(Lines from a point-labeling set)
┄┄┄┄┄┄┄┄┄┄┄┄┄┄┄┄┄┄┄┄

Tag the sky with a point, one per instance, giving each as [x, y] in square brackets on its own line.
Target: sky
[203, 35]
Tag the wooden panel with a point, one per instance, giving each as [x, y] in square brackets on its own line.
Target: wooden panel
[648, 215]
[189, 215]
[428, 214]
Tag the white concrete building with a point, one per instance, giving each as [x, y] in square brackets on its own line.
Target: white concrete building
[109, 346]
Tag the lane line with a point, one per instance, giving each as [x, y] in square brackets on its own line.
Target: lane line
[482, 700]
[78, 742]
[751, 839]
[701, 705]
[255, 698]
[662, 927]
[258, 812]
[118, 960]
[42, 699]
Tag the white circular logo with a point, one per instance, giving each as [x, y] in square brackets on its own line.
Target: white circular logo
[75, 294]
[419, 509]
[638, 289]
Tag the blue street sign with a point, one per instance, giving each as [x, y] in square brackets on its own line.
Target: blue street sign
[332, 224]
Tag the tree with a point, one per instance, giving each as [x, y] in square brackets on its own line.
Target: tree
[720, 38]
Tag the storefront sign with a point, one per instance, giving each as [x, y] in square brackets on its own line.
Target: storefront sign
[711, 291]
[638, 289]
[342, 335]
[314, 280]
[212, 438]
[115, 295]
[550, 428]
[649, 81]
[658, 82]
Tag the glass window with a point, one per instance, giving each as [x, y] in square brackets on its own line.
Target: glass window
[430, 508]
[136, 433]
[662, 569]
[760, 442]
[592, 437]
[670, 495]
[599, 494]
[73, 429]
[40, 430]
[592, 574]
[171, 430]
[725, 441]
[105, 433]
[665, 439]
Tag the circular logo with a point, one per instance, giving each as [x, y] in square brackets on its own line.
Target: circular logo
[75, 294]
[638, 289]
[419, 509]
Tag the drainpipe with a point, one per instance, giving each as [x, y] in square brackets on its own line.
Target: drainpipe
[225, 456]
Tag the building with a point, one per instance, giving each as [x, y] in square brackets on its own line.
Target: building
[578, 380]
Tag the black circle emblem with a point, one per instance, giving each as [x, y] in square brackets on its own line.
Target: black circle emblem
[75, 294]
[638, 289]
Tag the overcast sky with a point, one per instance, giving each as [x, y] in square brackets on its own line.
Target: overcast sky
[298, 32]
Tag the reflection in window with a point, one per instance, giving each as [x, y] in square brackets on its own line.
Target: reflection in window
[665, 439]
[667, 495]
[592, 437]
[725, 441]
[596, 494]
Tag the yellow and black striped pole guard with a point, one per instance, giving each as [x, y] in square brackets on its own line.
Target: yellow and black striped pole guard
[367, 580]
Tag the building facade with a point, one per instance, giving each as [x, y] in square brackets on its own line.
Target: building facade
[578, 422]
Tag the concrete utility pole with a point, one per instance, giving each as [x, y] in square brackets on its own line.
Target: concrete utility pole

┄┄┄┄┄┄┄┄┄┄┄┄┄┄┄┄┄┄┄┄

Set out these lines as a Markdown table with a Row column for the number and a Line column for the text, skipping any blank lines.

**Finished answer**
| Row | Line |
|---|---|
| 1 | Tag the sky with a point, one per instance, giving each as [x, y] in square brackets on its own line. |
| 2 | Target: sky |
| 3 | [203, 35] |
| 4 | Tag the wooden panel with a point, one per instance, giving each as [x, y] in square brackets on its own line. |
| 5 | Target: wooden panel |
| 6 | [648, 215] |
| 7 | [189, 215] |
| 8 | [428, 214] |
| 9 | Tag the white concrete building with a point, one per instance, giving each as [x, y] in square brackets on its own line. |
| 10 | Target: white concrete building |
| 11 | [109, 346] |
| 12 | Tag the lane line with a point, one per instance, giving each as [x, y] in square brackets on its own line. |
| 13 | Target: lane line |
| 14 | [482, 700] |
| 15 | [78, 742] |
| 16 | [751, 839] |
| 17 | [701, 705] |
| 18 | [255, 698] |
| 19 | [662, 927] |
| 20 | [258, 812] |
| 21 | [118, 960] |
| 22 | [42, 699] |
| 23 | Tag the white circular logo with a point, one per instance, giving each as [x, y] in square brackets on its own line. |
| 24 | Target: white circular logo |
| 25 | [75, 294] |
| 26 | [419, 509] |
| 27 | [638, 289] |
| 28 | Tag the blue street sign with a point, one per instance, giving each as [x, y] in square brackets on its own line. |
| 29 | Target: blue street sign |
| 30 | [332, 224] |
| 31 | Tag the tree with a point, one per instance, giving each as [x, y] in square brackets on its own line. |
| 32 | Target: tree |
| 33 | [720, 38] |
| 34 | Tag the storefront sign with a point, one per instance, giving each as [x, y] in square brackets on its own line. |
| 35 | Target: storefront sign |
| 36 | [711, 291] |
| 37 | [638, 289] |
| 38 | [342, 335] |
| 39 | [314, 280] |
| 40 | [212, 438] |
| 41 | [115, 295] |
| 42 | [550, 428] |
| 43 | [649, 81] |
| 44 | [658, 82] |
| 45 | Tag the glass window with a point, one per instance, giving each as [x, y] in square brackets on its own line. |
| 46 | Target: glass window |
| 47 | [430, 508] |
| 48 | [136, 433] |
| 49 | [662, 569] |
| 50 | [760, 442] |
| 51 | [592, 437] |
| 52 | [670, 495] |
| 53 | [599, 494] |
| 54 | [73, 429] |
| 55 | [40, 430] |
| 56 | [592, 574] |
| 57 | [171, 430] |
| 58 | [725, 441] |
| 59 | [105, 433] |
| 60 | [665, 439] |
| 61 | Tag the circular logo with a point, one per instance, giving each as [x, y] in square brackets on its own line. |
| 62 | Target: circular logo |
| 63 | [75, 294] |
| 64 | [638, 289] |
| 65 | [419, 509] |
| 66 | Tag the drainpipe with a point, one per instance, giving each as [x, y] in square brackets on its own line. |
| 67 | Target: drainpipe |
| 68 | [225, 456] |
| 69 | Tag the building with a point, one per instance, giving each as [x, y] in square brackets on its own line. |
| 70 | Target: building |
| 71 | [578, 380] |
| 72 | Tag the black circle emblem with a point, one per instance, giving each as [x, y] in square brackets on its own line. |
| 73 | Target: black circle emblem |
| 74 | [75, 294] |
| 75 | [638, 289] |
| 76 | Tag the overcast sky with a point, one per instance, giving each as [x, y] in square brackets on its own line. |
| 77 | Target: overcast sky |
| 78 | [298, 32] |
| 79 | Tag the reflection in window with a point, one per instance, giving each as [x, y] in square brackets on its own line. |
| 80 | Target: reflection in window |
| 81 | [665, 439] |
| 82 | [667, 495] |
| 83 | [592, 437] |
| 84 | [725, 441] |
| 85 | [596, 494] |
| 86 | Tag the yellow and black striped pole guard with a point, one per instance, giving each as [x, y] in square brackets on its own line. |
| 87 | Target: yellow and black striped pole guard |
| 88 | [367, 580] |
| 89 | Tag the building facade with a point, one per instance, giving each as [x, y] in square brackets on its own line. |
| 90 | Target: building facade |
| 91 | [578, 422] |
| 92 | Tag the concrete utility pole with a point, one per instance, giving each as [x, y] in square brackets on its own line. |
| 93 | Target: concrete utility pole |